-- START OF Selection --

BBC News, the Guardian and Times report that a second Royal Navy warship has arrived in the Gulf to protect UK-flagged commercial shipping, amid heightened tensions in the region. HMS Duncan has joined the frigate HMS Montrose to escort vessels through the Strait of Hormuz. HMS Montrose has so far accompanied 35 vessels through the strait, according to the MoD. Defence Secretary Ben Wallace said the UK continued to push for a diplomatic resolution to the situation. He said: “Freedom of navigation in the Strait of Hormuz is vital not just to the UK, but also our international partners and allies. “Merchant ships must be free to travel lawfully and trade safely, anywhere in the world.” Wallace added the Royal Navy will continue to provide a safeguard for UK vessels “until this is the reality”. The Independent reports that Chair of the Iranian Parliament’s national security and foreign policy committee Mojtaba Zonnour has claimed that the Grace 1 will be released soon.

The Telegraph reports that divisions have emerged over plans for a European naval mission in the Persian Gulf, with the UK suggesting the operation would need US support while France and Germany insist it stay independent. In a first sign that the UK may move closer to the US position on Iran under Boris Johnson, Foreign Secretary Dominic Raab said a European mission was probably not “viable” without US support.  “I think we do want to see a European-led approach, but that doesn’t seem to me to be viable without American support as well,” Raab told the Times. That marks a shift from predecessor Jeremy Hunt who proposed a European naval mission separate from the US Operation Sentinel.

-- END OF Selection --
-- START OF Data supplied --

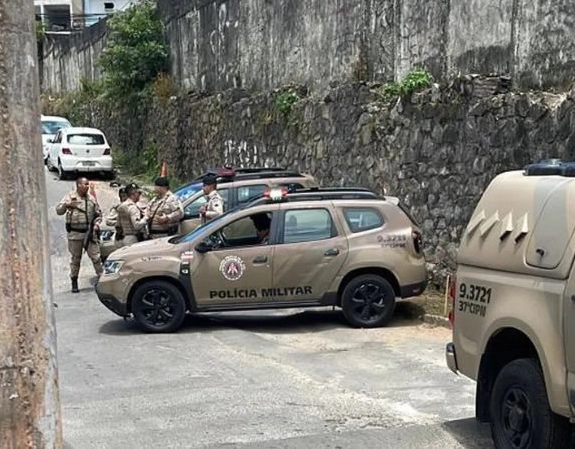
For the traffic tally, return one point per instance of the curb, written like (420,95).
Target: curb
(436,320)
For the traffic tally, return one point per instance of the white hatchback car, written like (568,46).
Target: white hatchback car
(51,124)
(76,149)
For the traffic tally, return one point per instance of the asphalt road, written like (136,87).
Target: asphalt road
(290,379)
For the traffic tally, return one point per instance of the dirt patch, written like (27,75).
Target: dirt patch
(432,302)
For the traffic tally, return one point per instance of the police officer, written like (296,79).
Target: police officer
(112,217)
(83,217)
(164,212)
(215,203)
(131,218)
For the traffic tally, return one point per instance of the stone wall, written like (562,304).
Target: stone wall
(436,151)
(262,44)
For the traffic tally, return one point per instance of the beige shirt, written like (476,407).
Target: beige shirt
(169,206)
(80,216)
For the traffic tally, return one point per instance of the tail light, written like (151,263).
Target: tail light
(417,241)
(452,281)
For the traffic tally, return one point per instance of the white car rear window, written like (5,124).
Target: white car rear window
(86,139)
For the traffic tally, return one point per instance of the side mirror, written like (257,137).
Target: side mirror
(203,247)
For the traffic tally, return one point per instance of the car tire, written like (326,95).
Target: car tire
(365,295)
(520,413)
(156,299)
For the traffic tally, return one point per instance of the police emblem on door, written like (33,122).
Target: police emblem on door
(232,267)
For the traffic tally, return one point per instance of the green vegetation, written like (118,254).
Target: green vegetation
(285,100)
(134,66)
(414,81)
(136,52)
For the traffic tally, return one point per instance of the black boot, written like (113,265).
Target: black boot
(75,285)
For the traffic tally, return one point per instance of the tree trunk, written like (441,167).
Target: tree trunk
(29,394)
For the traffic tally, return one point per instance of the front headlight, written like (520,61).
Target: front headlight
(112,266)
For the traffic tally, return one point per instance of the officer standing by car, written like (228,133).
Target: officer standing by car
(112,217)
(215,203)
(165,211)
(83,217)
(131,218)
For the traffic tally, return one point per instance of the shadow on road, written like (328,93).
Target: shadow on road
(470,433)
(273,322)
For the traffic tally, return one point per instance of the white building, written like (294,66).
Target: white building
(64,15)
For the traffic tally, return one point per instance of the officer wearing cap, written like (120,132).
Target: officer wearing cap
(215,203)
(165,211)
(131,218)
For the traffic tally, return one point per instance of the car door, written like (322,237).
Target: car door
(54,148)
(311,250)
(192,206)
(238,273)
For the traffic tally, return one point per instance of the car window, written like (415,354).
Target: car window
(362,218)
(86,139)
(52,127)
(246,231)
(192,209)
(184,192)
(248,193)
(306,225)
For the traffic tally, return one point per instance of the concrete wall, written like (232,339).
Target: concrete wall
(261,44)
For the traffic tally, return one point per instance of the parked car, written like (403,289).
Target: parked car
(51,124)
(237,186)
(344,247)
(513,316)
(75,150)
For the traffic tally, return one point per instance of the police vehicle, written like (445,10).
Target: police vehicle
(344,247)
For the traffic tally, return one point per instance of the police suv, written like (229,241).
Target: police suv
(345,247)
(513,312)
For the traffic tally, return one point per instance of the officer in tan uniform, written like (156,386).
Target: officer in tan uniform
(131,218)
(83,217)
(112,217)
(164,212)
(215,203)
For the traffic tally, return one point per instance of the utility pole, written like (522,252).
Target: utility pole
(29,392)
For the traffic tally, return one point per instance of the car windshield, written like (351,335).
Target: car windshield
(184,192)
(52,127)
(186,238)
(86,139)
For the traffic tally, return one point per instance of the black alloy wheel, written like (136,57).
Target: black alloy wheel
(158,306)
(368,301)
(521,417)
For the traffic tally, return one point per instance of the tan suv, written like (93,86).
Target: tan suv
(341,247)
(514,306)
(237,186)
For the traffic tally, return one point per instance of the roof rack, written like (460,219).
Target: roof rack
(228,173)
(281,194)
(550,167)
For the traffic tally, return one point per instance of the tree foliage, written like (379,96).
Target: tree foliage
(136,51)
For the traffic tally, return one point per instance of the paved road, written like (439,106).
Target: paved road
(293,379)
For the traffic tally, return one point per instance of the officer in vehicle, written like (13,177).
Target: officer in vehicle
(131,218)
(83,217)
(164,212)
(215,203)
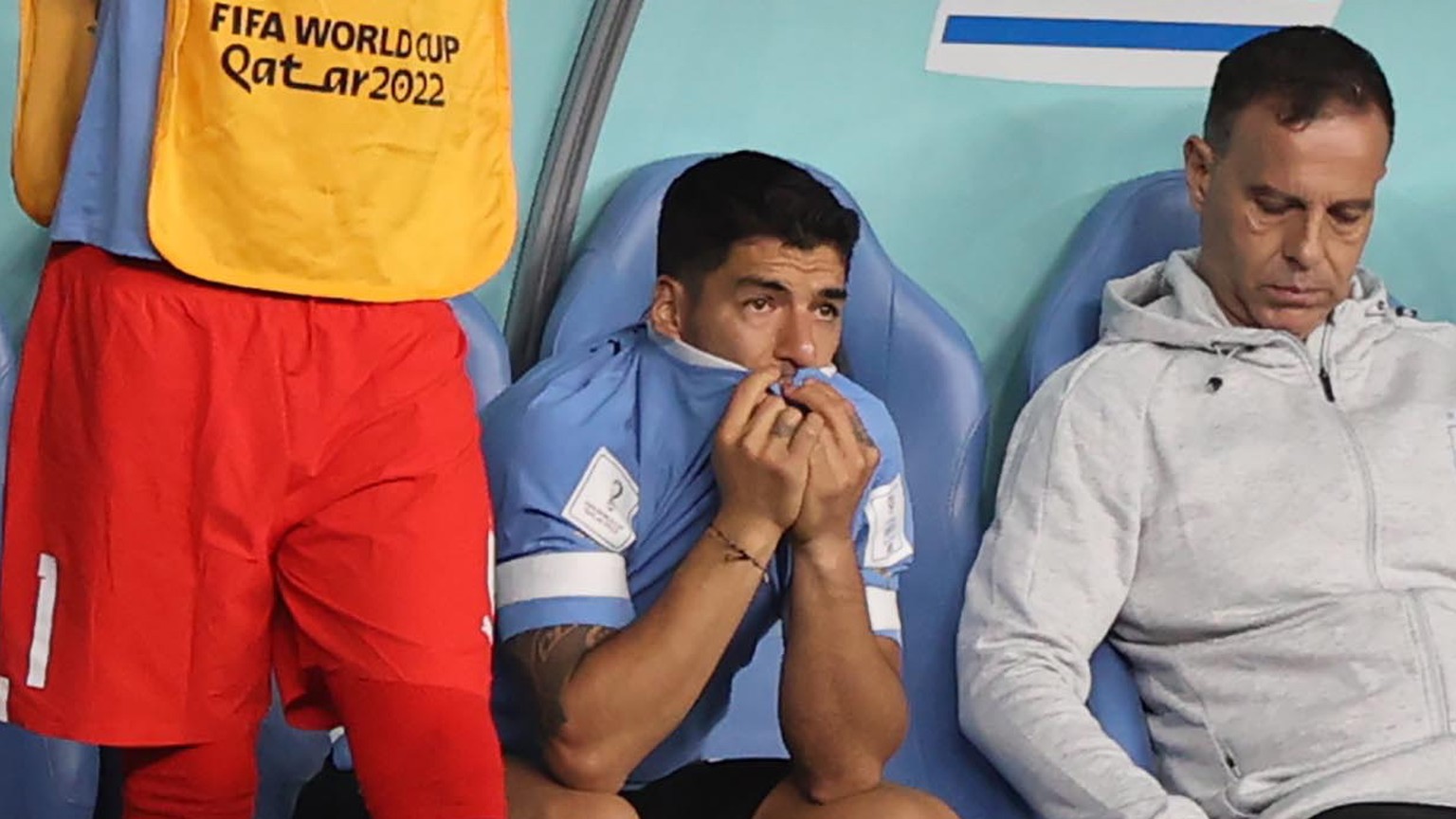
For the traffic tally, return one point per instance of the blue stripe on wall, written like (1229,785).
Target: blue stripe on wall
(1098,34)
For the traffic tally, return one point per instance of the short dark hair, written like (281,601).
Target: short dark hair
(1305,70)
(743,195)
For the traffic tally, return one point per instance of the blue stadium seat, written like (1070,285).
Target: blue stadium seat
(904,349)
(1136,225)
(488,363)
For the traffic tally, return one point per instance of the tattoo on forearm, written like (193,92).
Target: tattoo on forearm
(549,656)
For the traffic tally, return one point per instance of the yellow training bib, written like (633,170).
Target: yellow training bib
(57,46)
(345,149)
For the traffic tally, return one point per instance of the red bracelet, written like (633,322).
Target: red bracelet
(737,553)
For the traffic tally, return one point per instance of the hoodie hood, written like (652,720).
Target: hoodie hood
(1168,303)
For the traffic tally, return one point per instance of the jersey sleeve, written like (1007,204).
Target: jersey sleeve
(565,509)
(884,526)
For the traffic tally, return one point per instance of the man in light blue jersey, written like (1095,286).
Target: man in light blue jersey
(667,494)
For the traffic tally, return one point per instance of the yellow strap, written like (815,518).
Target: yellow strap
(57,46)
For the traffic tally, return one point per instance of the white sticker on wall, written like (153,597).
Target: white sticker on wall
(1105,43)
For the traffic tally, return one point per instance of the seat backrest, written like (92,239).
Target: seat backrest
(486,360)
(906,350)
(1135,225)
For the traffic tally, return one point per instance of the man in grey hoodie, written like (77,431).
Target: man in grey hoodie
(1251,482)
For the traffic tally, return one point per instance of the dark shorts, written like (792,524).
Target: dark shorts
(1390,810)
(731,789)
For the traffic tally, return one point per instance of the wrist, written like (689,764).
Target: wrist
(753,534)
(826,550)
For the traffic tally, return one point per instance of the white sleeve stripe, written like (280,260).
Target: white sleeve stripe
(884,608)
(561,574)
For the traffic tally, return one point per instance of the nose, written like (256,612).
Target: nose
(795,343)
(1303,241)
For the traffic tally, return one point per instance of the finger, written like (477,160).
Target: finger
(760,423)
(828,461)
(746,398)
(784,426)
(806,437)
(839,412)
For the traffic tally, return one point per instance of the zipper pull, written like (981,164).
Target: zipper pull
(1323,382)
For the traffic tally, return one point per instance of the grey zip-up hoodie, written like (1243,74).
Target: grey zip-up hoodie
(1268,529)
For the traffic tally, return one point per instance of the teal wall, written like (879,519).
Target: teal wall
(973,186)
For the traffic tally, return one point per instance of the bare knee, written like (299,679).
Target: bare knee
(909,803)
(532,794)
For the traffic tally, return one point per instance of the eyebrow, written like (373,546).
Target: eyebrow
(1295,201)
(828,293)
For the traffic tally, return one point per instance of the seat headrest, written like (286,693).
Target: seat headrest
(1135,225)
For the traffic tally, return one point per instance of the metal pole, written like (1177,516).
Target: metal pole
(546,238)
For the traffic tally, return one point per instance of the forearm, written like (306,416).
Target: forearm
(633,689)
(844,705)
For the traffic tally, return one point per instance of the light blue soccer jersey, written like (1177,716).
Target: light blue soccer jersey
(602,480)
(103,195)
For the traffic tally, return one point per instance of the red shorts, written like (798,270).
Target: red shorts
(209,482)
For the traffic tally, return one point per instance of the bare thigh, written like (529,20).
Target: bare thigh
(532,794)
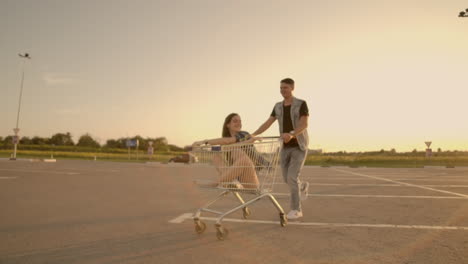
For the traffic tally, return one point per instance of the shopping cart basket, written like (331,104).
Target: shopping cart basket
(241,168)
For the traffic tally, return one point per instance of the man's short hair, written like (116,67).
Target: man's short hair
(288,81)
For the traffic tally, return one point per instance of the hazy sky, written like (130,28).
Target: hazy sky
(375,74)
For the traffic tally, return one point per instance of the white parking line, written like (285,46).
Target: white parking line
(189,216)
(376,185)
(403,183)
(43,171)
(375,196)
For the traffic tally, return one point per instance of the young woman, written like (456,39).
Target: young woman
(236,166)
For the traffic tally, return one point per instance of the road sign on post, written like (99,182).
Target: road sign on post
(428,150)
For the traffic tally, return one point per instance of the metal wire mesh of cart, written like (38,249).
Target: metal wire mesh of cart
(243,168)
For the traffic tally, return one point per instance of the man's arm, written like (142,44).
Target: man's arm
(264,126)
(303,123)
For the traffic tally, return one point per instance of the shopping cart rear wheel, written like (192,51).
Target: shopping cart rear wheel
(200,227)
(283,220)
(221,232)
(246,212)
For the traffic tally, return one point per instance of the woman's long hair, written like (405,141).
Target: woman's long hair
(228,119)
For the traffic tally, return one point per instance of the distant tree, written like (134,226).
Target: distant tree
(87,140)
(112,143)
(160,141)
(175,148)
(39,140)
(61,139)
(8,140)
(26,141)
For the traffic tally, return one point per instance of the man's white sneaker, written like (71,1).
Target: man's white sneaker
(294,214)
(304,190)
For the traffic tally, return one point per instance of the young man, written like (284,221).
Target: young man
(292,115)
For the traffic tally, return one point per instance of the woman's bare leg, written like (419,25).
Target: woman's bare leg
(242,170)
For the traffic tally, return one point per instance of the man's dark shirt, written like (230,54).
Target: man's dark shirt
(287,122)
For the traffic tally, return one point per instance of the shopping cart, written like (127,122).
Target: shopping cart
(241,168)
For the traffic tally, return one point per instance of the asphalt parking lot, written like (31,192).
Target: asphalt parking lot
(108,212)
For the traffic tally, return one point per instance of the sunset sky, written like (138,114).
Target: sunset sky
(375,74)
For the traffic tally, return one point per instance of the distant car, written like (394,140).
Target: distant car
(184,158)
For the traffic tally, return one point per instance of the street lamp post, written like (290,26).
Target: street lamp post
(463,13)
(16,129)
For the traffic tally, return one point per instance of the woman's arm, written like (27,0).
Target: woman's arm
(216,141)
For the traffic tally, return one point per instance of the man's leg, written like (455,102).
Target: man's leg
(297,158)
(285,159)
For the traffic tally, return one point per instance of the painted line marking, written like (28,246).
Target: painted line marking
(373,185)
(189,216)
(181,218)
(397,179)
(43,171)
(375,196)
(404,183)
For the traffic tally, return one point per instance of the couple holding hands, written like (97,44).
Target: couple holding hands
(292,115)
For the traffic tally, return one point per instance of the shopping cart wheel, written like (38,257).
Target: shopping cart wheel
(221,232)
(283,220)
(246,212)
(200,227)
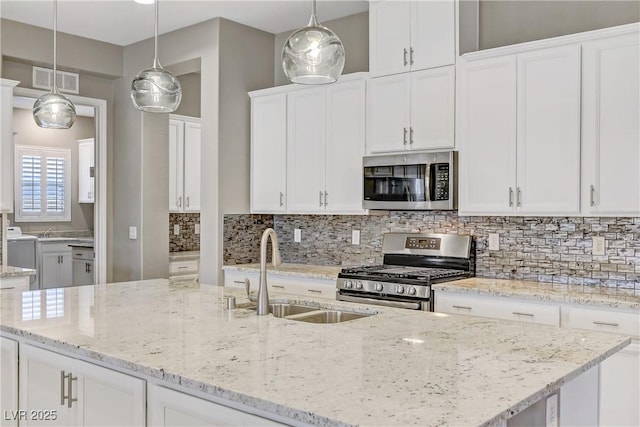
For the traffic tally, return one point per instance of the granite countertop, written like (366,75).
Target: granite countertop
(8,271)
(561,293)
(329,272)
(184,255)
(397,367)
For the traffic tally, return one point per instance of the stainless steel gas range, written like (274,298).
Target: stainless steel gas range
(412,263)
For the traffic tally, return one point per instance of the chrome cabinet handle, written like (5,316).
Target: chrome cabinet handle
(596,322)
(517,313)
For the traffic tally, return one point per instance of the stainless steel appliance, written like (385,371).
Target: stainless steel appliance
(413,181)
(412,263)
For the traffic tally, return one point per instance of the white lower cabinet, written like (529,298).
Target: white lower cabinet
(60,390)
(9,383)
(293,285)
(170,408)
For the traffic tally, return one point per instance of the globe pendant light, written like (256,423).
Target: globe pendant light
(156,90)
(53,110)
(313,54)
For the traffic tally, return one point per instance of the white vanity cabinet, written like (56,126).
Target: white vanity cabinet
(410,35)
(522,112)
(79,393)
(184,163)
(170,408)
(86,168)
(9,383)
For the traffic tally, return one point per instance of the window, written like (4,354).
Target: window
(43,184)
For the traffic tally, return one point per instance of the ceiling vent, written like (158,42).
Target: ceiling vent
(67,82)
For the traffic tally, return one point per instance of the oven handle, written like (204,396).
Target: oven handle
(384,303)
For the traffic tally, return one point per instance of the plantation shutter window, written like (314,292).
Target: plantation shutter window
(42,184)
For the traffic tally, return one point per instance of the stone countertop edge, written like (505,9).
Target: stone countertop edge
(8,271)
(546,292)
(327,272)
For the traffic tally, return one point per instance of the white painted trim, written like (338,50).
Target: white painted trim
(553,42)
(100,206)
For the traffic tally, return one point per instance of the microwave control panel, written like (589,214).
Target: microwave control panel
(441,179)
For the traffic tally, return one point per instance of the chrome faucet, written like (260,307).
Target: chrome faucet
(263,294)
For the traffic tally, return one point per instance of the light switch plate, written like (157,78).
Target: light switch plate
(355,237)
(494,242)
(598,245)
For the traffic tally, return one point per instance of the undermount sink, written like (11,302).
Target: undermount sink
(304,313)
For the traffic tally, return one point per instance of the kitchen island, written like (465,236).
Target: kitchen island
(395,367)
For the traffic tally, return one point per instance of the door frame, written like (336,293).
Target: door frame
(100,204)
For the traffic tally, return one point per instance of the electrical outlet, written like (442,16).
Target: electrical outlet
(494,242)
(552,411)
(598,245)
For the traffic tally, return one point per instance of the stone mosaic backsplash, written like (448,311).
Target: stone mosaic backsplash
(187,240)
(242,234)
(545,249)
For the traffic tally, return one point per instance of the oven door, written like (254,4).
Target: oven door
(384,301)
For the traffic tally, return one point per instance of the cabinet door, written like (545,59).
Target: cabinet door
(86,163)
(432,108)
(306,125)
(9,384)
(390,37)
(345,146)
(176,162)
(107,397)
(268,153)
(192,149)
(388,114)
(44,387)
(549,131)
(169,408)
(611,126)
(432,34)
(487,136)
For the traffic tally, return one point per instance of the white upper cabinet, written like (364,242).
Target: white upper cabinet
(184,163)
(268,153)
(410,35)
(86,168)
(610,126)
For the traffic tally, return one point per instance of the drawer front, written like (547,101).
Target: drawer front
(621,322)
(497,308)
(186,267)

-- END OF Data supplied --

--- Task A ---
In the Gulf shipping report, how many vessels has HMS Montrose escorted through the Strait of Hormuz so far?
--- Task B ---
Retype the stretch of the Gulf shipping report from "The Telegraph reports" through "US Operation Sentinel.".
--- Task C ---
Write what comes next in the Gulf shipping report, picking up after its final sentence.

--- Expected answer A ---
35 vessels, according to the MoD.

--- Expected answer B ---
The Telegraph reports that divisions have emerged over plans for a European naval mission in the Persian Gulf, with the UK suggesting the operation would need US support while France and Germany insist it stay independent. In a first sign that the UK may move closer to the US position on Iran under Boris Johnson, Foreign Secretary Dominic Raab said a European mission was probably not “viable” without US support.  “I think we do want to see a European-led approach, but that doesn’t seem to me to be viable without American support as well,” Raab told the Times. That marks a shift from predecessor Jeremy Hunt who proposed a European naval mission separate from the US Operation Sentinel.

--- Expected answer C ---
Reuters reports that Prime Minister Benjamin Netanyahu has stated that Israel’s US-backed Arrow 3 ballistic missile shield has passed a series of live interception tests over Alaska and casted the achievement as a warning to Iran. Jointly manufactured by Boeing, Arrow 3 is billed as capable of shooting down incoming missiles in space, an altitude that would destroy any non-conventional warheads. It passed its first full interception test over the Mediterranean Sea in 2015 and was deployed in Israel in 2017. “The performance was perfect – every hit a bull’s eye,” Netanyahu said in a statement announcing the three secret tests. Israel views the Arrow 3 as a bullwark against ballistic missiles fielded by Iran and Syria.

Reuters reports that Israel and the Saudi-led coalition in Yemen have rapped by the UN for the killing of children in a report to the Security Council. United Nations Secretary-General Antonio Guterres said that the highest number of Palestinian children had been killed or injured last year since 2014, mainly by Israeli forces, though no parties were blacklisted in the annex to the annual Children in Armed Conflict report. The Israeli UN mission did not immediately respond to a request for comment on the latest report. In 2015 the UN left Israel and the Palestinian militant group Hamas off the blacklist, after they had been included in an earlier draft, but criticised Israel over its 2014 military operations. Israel denied lobbying then Secretary-General Ban Ki-moon on the issue.

BBC News, the Guardian, Times and Reuters report that a British woman who alleged she was raped in Cyprus has been arrested on suspicion of making a false allegation. The 12 Israeli males arrested over the alleged attack, which was said to have taken place on 17 July in Ayia Napa, have all been released. The Foreign Office said it was supporting a British woman and her family following her arrest in Cyprus. She will appear in court on Monday, police spokesman Christos Andreou said.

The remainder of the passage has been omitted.